_Task item_: Your answer should be the entire listing, printed exactly.

========

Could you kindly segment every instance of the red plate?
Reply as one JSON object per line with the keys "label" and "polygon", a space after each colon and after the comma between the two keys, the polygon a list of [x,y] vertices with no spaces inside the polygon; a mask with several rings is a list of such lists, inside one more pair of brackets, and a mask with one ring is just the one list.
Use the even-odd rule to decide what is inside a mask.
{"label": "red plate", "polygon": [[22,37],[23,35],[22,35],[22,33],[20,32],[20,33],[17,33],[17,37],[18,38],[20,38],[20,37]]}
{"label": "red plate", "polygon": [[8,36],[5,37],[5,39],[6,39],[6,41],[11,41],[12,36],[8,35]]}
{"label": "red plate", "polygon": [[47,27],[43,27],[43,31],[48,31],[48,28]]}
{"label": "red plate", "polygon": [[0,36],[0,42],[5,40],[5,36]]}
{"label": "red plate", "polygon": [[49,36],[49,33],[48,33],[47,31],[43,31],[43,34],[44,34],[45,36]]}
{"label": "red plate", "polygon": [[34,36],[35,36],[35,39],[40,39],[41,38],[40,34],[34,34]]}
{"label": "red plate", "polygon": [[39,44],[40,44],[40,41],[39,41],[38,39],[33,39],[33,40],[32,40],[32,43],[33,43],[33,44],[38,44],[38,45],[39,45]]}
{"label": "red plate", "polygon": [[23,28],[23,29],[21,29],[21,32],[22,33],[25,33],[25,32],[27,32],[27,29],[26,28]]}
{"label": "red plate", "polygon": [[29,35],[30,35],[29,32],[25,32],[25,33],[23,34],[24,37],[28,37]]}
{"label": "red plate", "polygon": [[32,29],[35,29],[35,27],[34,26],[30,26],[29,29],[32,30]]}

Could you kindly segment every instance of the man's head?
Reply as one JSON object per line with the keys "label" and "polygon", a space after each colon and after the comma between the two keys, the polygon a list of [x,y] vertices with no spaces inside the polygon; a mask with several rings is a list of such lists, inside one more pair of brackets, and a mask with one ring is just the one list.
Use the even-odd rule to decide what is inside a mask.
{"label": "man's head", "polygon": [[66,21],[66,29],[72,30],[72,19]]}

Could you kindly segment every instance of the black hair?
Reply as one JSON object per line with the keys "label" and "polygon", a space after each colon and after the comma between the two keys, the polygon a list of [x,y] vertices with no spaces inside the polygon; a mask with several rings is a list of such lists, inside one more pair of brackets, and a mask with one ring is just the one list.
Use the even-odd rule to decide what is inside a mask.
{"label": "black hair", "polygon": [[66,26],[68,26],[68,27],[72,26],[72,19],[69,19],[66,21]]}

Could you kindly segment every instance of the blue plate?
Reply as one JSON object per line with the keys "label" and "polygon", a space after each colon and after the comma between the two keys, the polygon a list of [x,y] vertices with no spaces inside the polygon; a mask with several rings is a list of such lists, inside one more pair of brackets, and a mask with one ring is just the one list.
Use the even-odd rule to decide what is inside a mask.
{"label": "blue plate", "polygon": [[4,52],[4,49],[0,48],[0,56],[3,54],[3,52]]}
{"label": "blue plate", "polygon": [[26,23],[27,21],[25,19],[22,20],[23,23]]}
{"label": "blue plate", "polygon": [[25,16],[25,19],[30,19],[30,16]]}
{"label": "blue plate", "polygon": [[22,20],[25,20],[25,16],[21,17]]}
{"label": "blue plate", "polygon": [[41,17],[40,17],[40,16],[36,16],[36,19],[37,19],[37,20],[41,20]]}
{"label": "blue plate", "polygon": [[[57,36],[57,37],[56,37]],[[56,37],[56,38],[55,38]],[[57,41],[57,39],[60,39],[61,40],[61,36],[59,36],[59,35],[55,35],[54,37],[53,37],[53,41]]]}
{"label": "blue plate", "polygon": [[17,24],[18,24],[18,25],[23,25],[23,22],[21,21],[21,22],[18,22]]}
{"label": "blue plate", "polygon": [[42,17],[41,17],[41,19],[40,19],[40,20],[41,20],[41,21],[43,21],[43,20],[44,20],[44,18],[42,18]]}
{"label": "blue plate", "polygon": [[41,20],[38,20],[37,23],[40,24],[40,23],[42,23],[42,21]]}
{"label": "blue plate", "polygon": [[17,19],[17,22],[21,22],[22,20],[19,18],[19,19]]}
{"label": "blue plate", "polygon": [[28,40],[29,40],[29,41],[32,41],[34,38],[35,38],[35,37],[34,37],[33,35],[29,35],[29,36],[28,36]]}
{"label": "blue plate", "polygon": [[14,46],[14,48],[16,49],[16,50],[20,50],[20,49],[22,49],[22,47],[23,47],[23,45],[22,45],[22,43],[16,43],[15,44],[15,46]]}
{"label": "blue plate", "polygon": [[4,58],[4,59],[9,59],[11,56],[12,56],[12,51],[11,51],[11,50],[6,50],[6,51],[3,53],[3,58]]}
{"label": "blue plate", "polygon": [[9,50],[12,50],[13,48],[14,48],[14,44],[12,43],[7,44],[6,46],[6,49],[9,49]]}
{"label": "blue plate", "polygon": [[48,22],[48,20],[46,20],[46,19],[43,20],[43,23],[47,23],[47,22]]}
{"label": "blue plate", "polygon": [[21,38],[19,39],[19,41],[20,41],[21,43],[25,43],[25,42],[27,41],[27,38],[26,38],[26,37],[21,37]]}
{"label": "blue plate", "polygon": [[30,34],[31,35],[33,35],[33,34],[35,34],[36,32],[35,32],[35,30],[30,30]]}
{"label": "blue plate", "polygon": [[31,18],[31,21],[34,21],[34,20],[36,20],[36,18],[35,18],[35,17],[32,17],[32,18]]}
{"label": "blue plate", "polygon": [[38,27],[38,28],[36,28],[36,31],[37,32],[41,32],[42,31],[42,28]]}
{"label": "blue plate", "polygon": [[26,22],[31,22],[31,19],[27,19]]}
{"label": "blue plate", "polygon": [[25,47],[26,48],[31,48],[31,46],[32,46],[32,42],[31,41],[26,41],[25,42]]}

========

_Solution to this exercise_:
Could you kindly segment every instance of the red plate?
Reply as one JSON object per line with the keys "label" and "polygon", a space after each colon and after the comma between the two keys, the polygon a list of [x,y] vertices with no spaces inside the polygon; a mask with several rings is a list of such lists, inside one more pair of brackets, and a mask with one ring is just the one list.
Use the even-odd rule to decide what is inside a mask.
{"label": "red plate", "polygon": [[22,37],[23,35],[22,35],[22,33],[20,32],[20,33],[17,33],[17,37],[18,38],[20,38],[20,37]]}
{"label": "red plate", "polygon": [[8,36],[5,37],[5,39],[6,39],[6,41],[11,41],[12,36],[8,35]]}
{"label": "red plate", "polygon": [[47,27],[43,27],[43,31],[48,31],[48,28]]}
{"label": "red plate", "polygon": [[0,36],[0,42],[5,40],[5,36]]}
{"label": "red plate", "polygon": [[49,36],[49,33],[48,33],[47,31],[43,31],[43,34],[44,34],[45,36]]}
{"label": "red plate", "polygon": [[34,36],[35,36],[35,39],[40,39],[41,38],[40,34],[34,34]]}
{"label": "red plate", "polygon": [[39,44],[40,44],[40,41],[39,41],[38,39],[33,39],[33,40],[32,40],[32,43],[33,43],[33,44],[38,44],[38,45],[39,45]]}
{"label": "red plate", "polygon": [[23,28],[23,29],[21,29],[21,32],[22,33],[25,33],[25,32],[27,32],[27,29],[26,28]]}
{"label": "red plate", "polygon": [[29,35],[30,35],[29,32],[25,32],[25,33],[23,34],[24,37],[28,37]]}
{"label": "red plate", "polygon": [[32,29],[35,29],[35,27],[34,26],[30,26],[29,29],[32,30]]}

Could you kindly segment every instance of the man's head?
Reply as one JSON object per line with the keys "label" and "polygon", a space after each colon and after the comma between the two keys, the polygon a list of [x,y] vertices with no spaces inside the polygon; a mask with several rings is a list of such lists, inside one more pair of brackets, and a mask with one ring is just the one list.
Use the even-odd rule to decide what is inside a mask.
{"label": "man's head", "polygon": [[66,21],[66,29],[72,30],[72,19]]}

Could you kindly segment every instance of the black hair?
Reply as one JSON object per line with the keys "label" and "polygon", a space after each colon and after the comma between the two keys, the polygon a list of [x,y] vertices with no spaces inside the polygon; a mask with several rings is a list of such lists, inside one more pair of brackets, and a mask with one ring is just the one list.
Use the even-odd rule to decide what is inside a mask.
{"label": "black hair", "polygon": [[66,26],[68,26],[68,27],[72,26],[72,19],[69,19],[66,21]]}

Could you kindly segment every instance of the blue plate?
Reply as one JSON object per line with the keys "label" and "polygon", a space after each colon and after the comma between the two keys, the polygon a list of [x,y] vertices with no spaces inside the polygon; a mask with several rings is a list of such lists, inside one more pair of brackets, and a mask with one ring is just the one list.
Use the even-odd rule to decide what is inside a mask.
{"label": "blue plate", "polygon": [[4,52],[4,49],[0,48],[0,56],[3,54],[3,52]]}
{"label": "blue plate", "polygon": [[26,23],[27,21],[25,19],[22,20],[23,23]]}
{"label": "blue plate", "polygon": [[25,16],[25,19],[30,19],[30,16]]}
{"label": "blue plate", "polygon": [[22,20],[25,20],[25,16],[21,17]]}
{"label": "blue plate", "polygon": [[41,17],[40,17],[40,16],[36,16],[36,19],[37,19],[37,20],[41,20]]}
{"label": "blue plate", "polygon": [[[57,36],[57,37],[56,37]],[[56,37],[56,38],[55,38]],[[57,41],[57,39],[60,39],[61,40],[61,36],[59,36],[59,35],[55,35],[54,37],[53,37],[53,41]]]}
{"label": "blue plate", "polygon": [[17,24],[18,24],[18,25],[23,25],[23,22],[21,21],[21,22],[18,22]]}
{"label": "blue plate", "polygon": [[42,17],[41,17],[41,19],[40,19],[40,20],[41,20],[41,21],[43,21],[43,20],[44,20],[44,18],[42,18]]}
{"label": "blue plate", "polygon": [[41,20],[38,20],[37,23],[40,24],[40,23],[42,23],[42,21]]}
{"label": "blue plate", "polygon": [[17,19],[17,22],[21,22],[22,20],[19,18],[19,19]]}
{"label": "blue plate", "polygon": [[28,40],[29,40],[29,41],[32,41],[34,38],[35,38],[35,37],[34,37],[33,35],[29,35],[29,36],[28,36]]}
{"label": "blue plate", "polygon": [[14,46],[14,48],[16,49],[16,50],[20,50],[20,49],[22,49],[22,47],[23,47],[23,45],[22,45],[22,43],[16,43],[15,44],[15,46]]}
{"label": "blue plate", "polygon": [[4,58],[4,59],[9,59],[11,56],[12,56],[12,51],[11,51],[11,50],[6,50],[6,51],[3,53],[3,58]]}
{"label": "blue plate", "polygon": [[9,50],[12,50],[13,48],[14,48],[14,44],[12,43],[7,44],[6,46],[6,49],[9,49]]}
{"label": "blue plate", "polygon": [[48,22],[48,20],[46,20],[46,19],[43,20],[43,23],[47,23],[47,22]]}
{"label": "blue plate", "polygon": [[21,38],[19,39],[19,41],[20,41],[21,43],[25,43],[25,42],[27,41],[27,38],[26,38],[26,37],[21,37]]}
{"label": "blue plate", "polygon": [[30,34],[31,35],[33,35],[33,34],[35,34],[36,32],[35,32],[35,30],[30,30]]}
{"label": "blue plate", "polygon": [[31,18],[31,21],[34,21],[34,20],[36,20],[36,18],[35,18],[35,17],[32,17],[32,18]]}
{"label": "blue plate", "polygon": [[38,27],[38,28],[36,28],[36,31],[37,32],[41,32],[42,31],[42,28]]}
{"label": "blue plate", "polygon": [[26,22],[31,22],[31,19],[27,19]]}
{"label": "blue plate", "polygon": [[25,47],[26,48],[31,48],[31,46],[32,46],[32,42],[31,41],[26,41],[25,42]]}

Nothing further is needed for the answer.